====== INFORMATION SHOWN ======
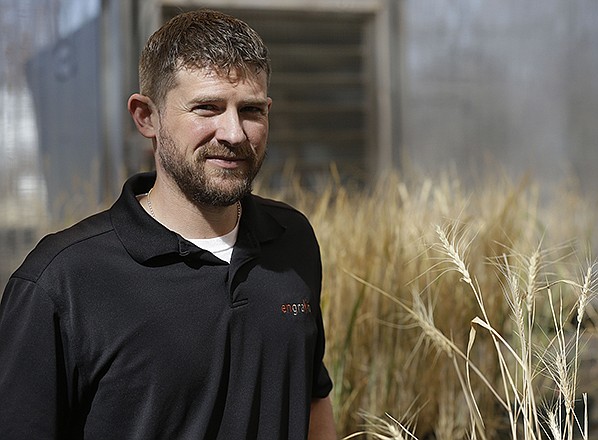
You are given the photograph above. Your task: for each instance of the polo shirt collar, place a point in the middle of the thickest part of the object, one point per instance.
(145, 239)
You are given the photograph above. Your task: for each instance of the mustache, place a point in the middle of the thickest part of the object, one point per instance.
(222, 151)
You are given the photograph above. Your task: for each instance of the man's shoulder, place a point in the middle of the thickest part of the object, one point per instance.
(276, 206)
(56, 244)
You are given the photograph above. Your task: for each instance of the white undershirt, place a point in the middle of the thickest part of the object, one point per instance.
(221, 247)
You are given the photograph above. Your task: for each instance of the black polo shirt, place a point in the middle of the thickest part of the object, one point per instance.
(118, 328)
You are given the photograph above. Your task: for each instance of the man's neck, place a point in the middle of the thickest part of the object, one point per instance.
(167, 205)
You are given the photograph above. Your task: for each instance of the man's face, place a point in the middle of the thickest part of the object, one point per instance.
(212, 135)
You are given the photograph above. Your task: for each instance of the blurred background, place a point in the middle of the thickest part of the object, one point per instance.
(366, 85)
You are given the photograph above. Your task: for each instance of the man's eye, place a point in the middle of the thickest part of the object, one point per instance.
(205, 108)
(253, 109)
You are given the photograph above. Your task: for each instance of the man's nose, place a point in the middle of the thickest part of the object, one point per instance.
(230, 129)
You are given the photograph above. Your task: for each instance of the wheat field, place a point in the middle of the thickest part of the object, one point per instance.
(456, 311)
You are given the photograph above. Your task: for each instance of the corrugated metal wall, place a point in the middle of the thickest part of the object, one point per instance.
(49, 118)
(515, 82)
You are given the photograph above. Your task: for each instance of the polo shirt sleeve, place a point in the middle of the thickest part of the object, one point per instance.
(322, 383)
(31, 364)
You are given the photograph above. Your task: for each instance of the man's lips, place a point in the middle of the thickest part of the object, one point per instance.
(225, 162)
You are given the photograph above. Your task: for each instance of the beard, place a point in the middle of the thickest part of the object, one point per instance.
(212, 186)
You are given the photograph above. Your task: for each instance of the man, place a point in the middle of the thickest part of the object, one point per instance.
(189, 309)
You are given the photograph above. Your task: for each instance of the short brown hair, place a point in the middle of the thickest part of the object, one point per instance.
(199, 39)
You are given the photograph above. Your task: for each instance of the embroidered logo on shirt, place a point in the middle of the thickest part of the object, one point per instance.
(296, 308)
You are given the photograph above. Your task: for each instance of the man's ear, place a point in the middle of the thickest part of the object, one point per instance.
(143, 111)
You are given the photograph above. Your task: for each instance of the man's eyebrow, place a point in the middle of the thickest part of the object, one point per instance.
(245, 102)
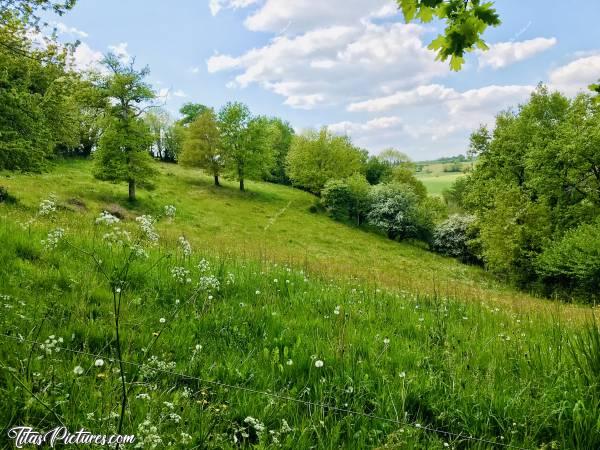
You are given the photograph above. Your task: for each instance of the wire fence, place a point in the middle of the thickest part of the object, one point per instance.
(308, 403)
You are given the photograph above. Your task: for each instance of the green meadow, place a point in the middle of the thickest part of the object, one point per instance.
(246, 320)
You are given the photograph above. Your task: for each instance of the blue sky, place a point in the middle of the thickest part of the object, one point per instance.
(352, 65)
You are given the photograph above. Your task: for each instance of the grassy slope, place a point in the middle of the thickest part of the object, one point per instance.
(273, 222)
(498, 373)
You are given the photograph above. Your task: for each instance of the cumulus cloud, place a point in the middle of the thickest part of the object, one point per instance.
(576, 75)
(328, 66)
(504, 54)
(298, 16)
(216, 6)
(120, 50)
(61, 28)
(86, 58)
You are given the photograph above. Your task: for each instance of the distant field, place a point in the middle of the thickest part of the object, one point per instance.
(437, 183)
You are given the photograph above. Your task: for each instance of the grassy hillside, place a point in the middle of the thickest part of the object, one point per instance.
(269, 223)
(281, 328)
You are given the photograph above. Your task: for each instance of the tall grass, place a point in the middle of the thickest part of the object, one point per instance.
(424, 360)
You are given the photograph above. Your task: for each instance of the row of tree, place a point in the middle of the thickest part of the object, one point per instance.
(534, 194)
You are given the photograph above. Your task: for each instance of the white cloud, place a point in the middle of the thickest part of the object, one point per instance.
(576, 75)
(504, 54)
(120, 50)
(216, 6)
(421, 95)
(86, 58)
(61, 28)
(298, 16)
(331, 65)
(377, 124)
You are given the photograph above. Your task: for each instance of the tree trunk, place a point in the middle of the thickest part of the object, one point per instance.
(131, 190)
======
### EXERCISE DETAILS:
Rewrite every one of the rows above, swapping "thickest part" for "widest part" and leaving everything else unchanged. Leave out the pictures.

### ANSWER:
You are given the photograph above. Your task: for each instance of the polo shirt collar, place a point in the middle of the widest part of the object, one point per instance.
(145, 239)
You are given the photograph above. Your task: for each instance of the mustache, place a point in the middle of the widest part of the object, one point per instance.
(222, 151)
You are given the photograph above. Your task: for each instance of the man's shoulder, place a point in the middle of the widest part of the object, one point per instance.
(276, 206)
(56, 244)
You are given the photograph above. Your task: for each instance of the white undershirt, place a point in the middle of the widest part of the object, one point per instance.
(221, 247)
You are given the photograph above. Your task: for each instance of the black polo shirt, place a point in the middle of the widest part of the object, one point per instance.
(118, 328)
You are given the photograph above. Your task: for each instance of the man's neck, place a point in the middle of the widest part of the object, one point per instance.
(167, 205)
You are given the photograph above. Your task: for each instance of the man's face, place a point in the middle of the widest part of the object, one point per instance.
(212, 135)
You are given the photograph above. Your task: for each instance of the blurred background, place a point in the middle of the widest part of the object, one point per instance.
(366, 85)
You are given the photograph above. Your task: for each instance of the man's eye, place a point in the middle of the widest part of the object, one point per instance.
(205, 108)
(253, 109)
You are given the photograph above. Your task: for each instance of the man's nose, place a point in the middle of the widest part of the object, one point per instance.
(230, 129)
You are given the photograph above. Your task: for each instance of the wheat field, place a point in the middle of the widest part of the object, one point per instance.
(456, 311)
You are given the photograph above. Your task: for each instance of the corrugated metal wall, place a point in the middle of the widest part of the object, one point per instance.
(49, 118)
(515, 82)
You are given the photograph above. Your task: for each instance of the polo shirt sleeve, place a point in the middle of the widest part of the object, one point per instance.
(322, 383)
(31, 364)
You are given the photograph above. Your task: for each instance of the man's lips, place a point in the middle of the widest part of the object, one point per instance.
(225, 162)
You are given the photograph above. Your task: for each instance of the beard, place a point in the middle of the widest part of the object, one point per instance.
(212, 186)
You are given the photograph above. Your task: for each instance of the man, place a point in the middle of the widest part of the object, one point per instance.
(189, 309)
You are given the photograph above. Your task: for each instance of the short brown hair, place a point in the middle of the widest part of the object, one point per instance.
(199, 39)
You are given the photograph above. Your task: for each instance of the embroidered logo on shirt, place a point in the middle of the widest part of the object, one point per instance.
(296, 308)
You are given the photograph above. Your task: for each instance of the man's ear, place a point in the middle of the widest part of the object, one point per instance.
(143, 111)
You are given the photograph above. Your task: for each instance of the man's eyebrow, place a point in the middle of the widest part of the object, one point per instance.
(245, 102)
You are given the photograph above. Your task: for each instance of the wire fence, place a point in the middle of the widest part of the object, one point per instance.
(308, 403)
You are given the photograph above. Your task: for each instance of the green meadow, place a point in the middle of the widest part of the object, one point per instance.
(246, 320)
You are given the photograph above. Your task: for each instance of the blue sky, place a point in the middle of the widest part of the object, one point per instance.
(352, 65)
You are given the photograph above. Your task: for each instance of the grassy slope, place a point in the middle of the widest part of the object, one point per instance.
(273, 222)
(498, 373)
You are given the photograph above. Your task: for each instance of the cumulus cloud, place a point in the middle of the widest part of the object, one point per instance.
(576, 75)
(328, 66)
(504, 54)
(298, 16)
(216, 6)
(120, 50)
(61, 28)
(86, 58)
You are given the photograph above. Your task: for each instance of the distant field, place a point in the middle of the widest part of the object, one point per instance.
(437, 183)
You are given the photograph above. Your task: for each instance of the grassy hillside, place a point in the middle of the widest part of the object, one point per instance.
(269, 223)
(281, 328)
You are given the photograph above. Your task: for each instance of the tall grass, place a point in the middle of the widest part of the object, one point per instance.
(424, 360)
You are given the photograph above. Your task: for each instance of the row of tree, place a point in the middle of the widest part of the object, one point per instance.
(534, 194)
You are given the photograph above. Your task: for each instance of the white cloud, place a point in the middle of the widest part of the object, one point per instance.
(576, 75)
(504, 54)
(120, 50)
(216, 6)
(421, 95)
(86, 58)
(61, 28)
(298, 16)
(331, 65)
(377, 124)
You are given the photograph above. Your task: for each instance of the tree trunk, place a point in the middle of the widest part of the object, one point per instance.
(131, 190)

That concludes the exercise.